Text shown >>
--

Artificial intelligence is often discussed as if everyone is using it the same way. One of our favorite panels at NEXT.io NYC, “AI and Leadership: The Opportunities Ahead,” made it clear that isn’t the case.
During a conversation moderated by Matt Dubin, Co-Founder and Head of Client Partnerships at The Venn Collective, Kevin Scott, CTO of PGA of America, Paris Smith, advisor and gaming industry expert, and Kristen Rumble, VP of Brand Strategy and Creative at BODYARMOR offered something more useful than a generic discussion of AI’s potential. They showed what AI adoption actually looks like at different levels.
Paris Smith was more of a beginner user, someone still working to understand AI more deeply and where it fits into her world. She framed it largely through the lens of investing, explaining that she is still getting there and tends to align closely with people who already have AI in their DNA. Her perspective reflected where many leaders probably are right now: aware that AI is a huge opportunity, but still learning how to engage with it in a meaningful way.
Kristen Rumble felt like the intermediate user on the panel. Her background at IBM meant she was already comfortable thinking in terms of large data sets and data mining long before large language models became mainstream. But her examples were grounded in practical application, not technical novelty. She described a scenario where her team was asked to come up with a big idea for Coca-Cola and landed on something that may have felt too far out. Using ChatGPT, her team was able to quickly turn an abstract concept into something tangible enough to place into a deck. In seconds, a scary idea became something easier to sell.
That may be one of AI’s clearest strengths right now. It can help teams visualize, sharpen, and communicate ideas quickly, saving employees from long brainstorming sessions. It can take something early and rough and make it easier for other people to understand. It is possible that AI will not provide the exact answer you need, but it can offer a range of perspectives that help move you closer to the final product.
Kevin Scott represented the advanced end of the spectrum. He described a much more immersive relationship with the technology, constantly testing new products, following software engineering trends, and staying on top of rapid developments. “I’ve been sleeping less,” he joked, explaining that when he sees something interesting, he immediately wants to get his hands on it. That mindset has also shaped how he leads. At PGA of America, Scott said the company has built a five-week AI fluency program for new employees, beginning with short daily immersion sessions and ending with each business unit presenting its own AI strategy to the executive team.

--

Exercise details >> List every person named in the AI leadership panel write-up, along with the title or role it gives each one.

Dataset excerpts >>

--

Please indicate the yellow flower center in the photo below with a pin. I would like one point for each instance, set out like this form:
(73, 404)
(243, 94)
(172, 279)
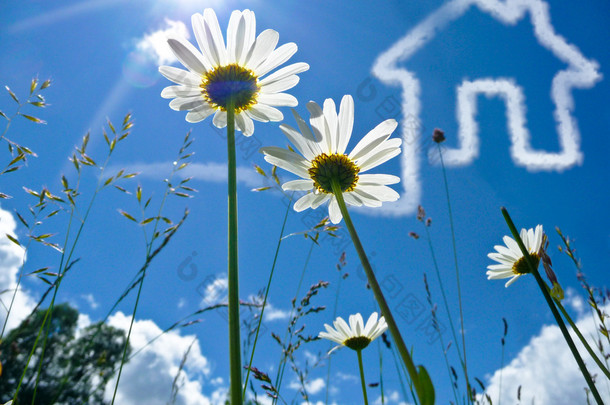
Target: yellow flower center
(521, 267)
(235, 82)
(326, 168)
(357, 342)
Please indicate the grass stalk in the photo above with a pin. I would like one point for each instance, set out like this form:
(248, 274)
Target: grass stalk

--

Solution to the exercise >>
- Matt Dubin: Co-Founder and Head of Client Partnerships at The Venn Collective (moderator)
- Kevin Scott: CTO of PGA of America
- Paris Smith: advisor and gaming industry expert
- Kristen Rumble: VP of Brand Strategy and Creative at BODYARMOR